Fly to the Angels by Slaughter


----------



## FREON (Jun 14, 2005)

One Six Pack To Go


----------



## Nwilkins (Jan 18, 2009)

I can only imagine by Mercy Me


----------



## Bill Fisher (Apr 12, 2006)

for me it'd be Prine......

*Please Don't Bury Me*
Woke up this morning
Put on my slippers
Walked in the kitchen and died
And oh what a feeling!
When my soul
Went thru the ceiling
And on up into heaven I did ride
When I got there they did say
John, it happened this way
You slipped upon the floor
And hit your head
And all the angels say
Just before you passed away
These were the very last words
That you said:

Chorus:

Please don't bury me
Down in that cold cold ground
No, I'd druther have "em" cut me up
And pass me all around
Throw my brain in a hurricane
And the blind can have my eyes
And the deaf can take both of my ears
If they don't mind the size
Give my stomach to Milwaukee
If they run out of beer
Put my socks in a cedar box
Just get "em" out of here
Venus de Milo can have my arms
Look out! I've got your nose
Sell my heart to the junkman
And give my love to Rose

Repeat Chorus

Give my feet to the footloose
Careless, fancy free
Give my knees to the needy
Don't pull that stuff on me
Hand me down my walking cane
It's a sin to tell a lie
Send my mouth way down south
And kiss my *** goodbye

Repeat Chorus
​for the wife it'd be norman greenbaum........

When I die and they lay me to rest
Gonna go to the place that's the best
When I lay me down to die
Goin' up to the spirit in the sky
Goin' up to the spirit in the sky
That's where I'm gonna go when I die
When I die and they lay me to rest
Gonna go to the place that's the best

Prepare yourself you know it's a must
Gotta have a friend in Jesus
So you know that when you die
He's gonna recommend you
To the spirit in the sky
Gonna recommend you
To the spirit in the sky
That's where you're gonna go when you die
When you die and they lay you to rest
You're gonna go to the place that's the best

Never been a sinner I never sinned
I got a friend in Jesus
So you know that when I die
He's gonna set me up with
The spirit in the sky
Oh set me up with the spirit in the sky
That's where I'm gonna go when I die
When I die and they lay me to rest
I'm gonna go to the place that's the best
Go to the place that's the best


----------



## birdnester (May 21, 2004)

| TO BE DONE |
In the thread, which song and artist does Nwilkins name? Please give both.

| DATASET EXCERPTS |

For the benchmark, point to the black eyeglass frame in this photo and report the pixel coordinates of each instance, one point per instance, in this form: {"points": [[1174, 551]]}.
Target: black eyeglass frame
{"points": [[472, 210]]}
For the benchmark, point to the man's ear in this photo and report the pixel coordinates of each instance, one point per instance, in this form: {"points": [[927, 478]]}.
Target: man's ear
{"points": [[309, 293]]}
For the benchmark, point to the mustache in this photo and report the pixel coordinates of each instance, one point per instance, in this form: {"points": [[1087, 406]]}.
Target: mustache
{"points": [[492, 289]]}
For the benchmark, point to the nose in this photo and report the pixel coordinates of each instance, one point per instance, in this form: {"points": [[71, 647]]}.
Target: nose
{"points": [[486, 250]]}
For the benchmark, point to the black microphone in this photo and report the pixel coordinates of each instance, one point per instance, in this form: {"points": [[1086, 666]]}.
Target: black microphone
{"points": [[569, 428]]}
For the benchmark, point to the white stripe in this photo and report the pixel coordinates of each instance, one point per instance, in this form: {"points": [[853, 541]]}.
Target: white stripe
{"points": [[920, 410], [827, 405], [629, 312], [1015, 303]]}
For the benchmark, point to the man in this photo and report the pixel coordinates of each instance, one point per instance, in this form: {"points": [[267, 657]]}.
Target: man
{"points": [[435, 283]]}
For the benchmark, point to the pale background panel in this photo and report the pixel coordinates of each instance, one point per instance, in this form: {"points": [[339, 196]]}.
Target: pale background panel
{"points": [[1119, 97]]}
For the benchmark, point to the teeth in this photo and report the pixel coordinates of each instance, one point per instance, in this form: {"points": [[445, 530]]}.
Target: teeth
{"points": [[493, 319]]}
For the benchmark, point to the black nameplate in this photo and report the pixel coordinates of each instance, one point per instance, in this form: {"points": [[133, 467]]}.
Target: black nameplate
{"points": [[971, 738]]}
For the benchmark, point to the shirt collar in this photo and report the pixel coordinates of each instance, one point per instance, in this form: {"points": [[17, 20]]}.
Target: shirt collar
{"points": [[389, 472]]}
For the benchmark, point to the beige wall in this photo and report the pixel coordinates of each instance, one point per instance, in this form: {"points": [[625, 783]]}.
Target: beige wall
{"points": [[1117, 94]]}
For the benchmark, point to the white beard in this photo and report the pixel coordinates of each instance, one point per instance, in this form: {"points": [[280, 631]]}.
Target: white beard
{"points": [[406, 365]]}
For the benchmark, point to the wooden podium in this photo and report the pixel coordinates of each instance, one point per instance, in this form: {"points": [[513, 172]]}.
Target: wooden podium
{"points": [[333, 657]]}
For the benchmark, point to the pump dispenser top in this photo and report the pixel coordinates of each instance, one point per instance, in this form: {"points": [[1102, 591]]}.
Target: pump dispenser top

| COMPLETE RESPONSE |
"I can only imagine" by Mercy Me.